# PROVIDED DATA

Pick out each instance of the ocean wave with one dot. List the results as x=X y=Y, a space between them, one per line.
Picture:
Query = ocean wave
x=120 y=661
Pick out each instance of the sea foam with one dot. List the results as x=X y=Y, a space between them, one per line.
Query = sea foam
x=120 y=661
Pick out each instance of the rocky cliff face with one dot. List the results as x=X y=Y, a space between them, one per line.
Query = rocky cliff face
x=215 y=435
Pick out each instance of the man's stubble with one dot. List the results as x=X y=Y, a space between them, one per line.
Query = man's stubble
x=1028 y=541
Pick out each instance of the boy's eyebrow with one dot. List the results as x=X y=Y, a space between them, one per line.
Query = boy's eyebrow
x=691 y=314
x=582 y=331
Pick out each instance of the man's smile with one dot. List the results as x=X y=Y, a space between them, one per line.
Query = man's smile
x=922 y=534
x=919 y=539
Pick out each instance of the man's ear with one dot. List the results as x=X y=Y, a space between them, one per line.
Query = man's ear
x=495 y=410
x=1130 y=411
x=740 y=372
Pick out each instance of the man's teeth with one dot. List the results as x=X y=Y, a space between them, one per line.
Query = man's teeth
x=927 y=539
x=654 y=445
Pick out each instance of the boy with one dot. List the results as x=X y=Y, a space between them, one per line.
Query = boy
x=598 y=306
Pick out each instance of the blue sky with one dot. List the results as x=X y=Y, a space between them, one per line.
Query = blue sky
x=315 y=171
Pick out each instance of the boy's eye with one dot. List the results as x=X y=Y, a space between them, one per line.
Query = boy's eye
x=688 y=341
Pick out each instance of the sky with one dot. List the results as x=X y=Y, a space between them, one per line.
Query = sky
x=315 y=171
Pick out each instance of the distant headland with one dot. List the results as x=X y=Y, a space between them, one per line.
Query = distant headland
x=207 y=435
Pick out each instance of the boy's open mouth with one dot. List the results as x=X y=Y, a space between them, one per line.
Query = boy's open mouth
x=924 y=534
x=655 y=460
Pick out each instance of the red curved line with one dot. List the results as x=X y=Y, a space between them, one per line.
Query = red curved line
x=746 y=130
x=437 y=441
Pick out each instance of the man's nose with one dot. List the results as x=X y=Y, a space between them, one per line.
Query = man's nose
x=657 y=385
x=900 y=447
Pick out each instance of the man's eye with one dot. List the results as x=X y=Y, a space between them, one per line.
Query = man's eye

# WORK REQUIRED
Your response must consist of the entries, reproduced exactly.

# EXERCISE RESPONSE
Pick out each instance of the ocean wave with one dot. List the results as x=X y=Y, a space between them, one per line.
Picture:
Query = ocean wave
x=120 y=661
Pick out each instance of the sea foam with one dot. List the results as x=X y=Y, a space between them, one per line.
Query = sea foam
x=120 y=661
Pick out each instance of the rocky cliff face with one dot. List the results as x=X y=Y, a space between them, one per line.
Query = rocky cliff face
x=215 y=435
Pick out each instance of the man's stubble with one dot. List the results as x=X y=Y, a space between them, one per line.
Query = man's stubble
x=1028 y=541
Pick out each instance of the boy's eyebrow with one dot. List the results as x=X y=Y, a space between them, one per line.
Query = boy's eyebrow
x=691 y=314
x=582 y=331
Pick out each instance of the man's smile with one dot. List the results as x=X y=Y, a space between them, one per line.
Query = man's smile
x=922 y=534
x=919 y=539
Pick out each instance of the man's ear with one dot. List the results as x=X y=Y, a space between them, one per line.
Query = man's ear
x=495 y=410
x=1130 y=411
x=740 y=372
Pick out each instance of the man's teeth with one dot. List the results as x=X y=Y, a space between them, one per line.
Query = man's teeth
x=927 y=539
x=654 y=445
Pick out each instance of the boy with one dot. List the results as x=X y=Y, a space between them, one per line.
Query = boy
x=598 y=306
Pick out each instance of the blue sky with one dot. List the results as x=X y=Y, a space between them, one per line.
Query = blue sky
x=315 y=171
Pick out each instance of the boy's eye with one dot. List the results as x=X y=Y, a space between them, one per line.
Query = boy's eye
x=688 y=341
Pick out each instance of the sky with one dot. List the results as x=X y=Y, a space between them, one per line.
Query = sky
x=315 y=171
Pick out each instance of the distant headland with one dot. List the results as x=X y=Y, a space between them, one per line.
Query = distant headland
x=207 y=435
Pick out each instance of the boy's open mouth with one dot. List the results as x=X y=Y, a space between them, one per line.
Query = boy's open mouth
x=924 y=534
x=655 y=460
Pick out each instance of the red curved line with one dot. List the results as x=X y=Y, a space between them, one per line.
Query = red curved line
x=746 y=130
x=437 y=441
Pick out each instance of the man's nose with one dot. List the results as x=X y=Y, a space between them, one per line.
Query = man's nose
x=657 y=385
x=900 y=447
Pick out each instance of the man's eye with one dot. List the results as x=X y=Y, a space between them, one per line.
Query = man's eye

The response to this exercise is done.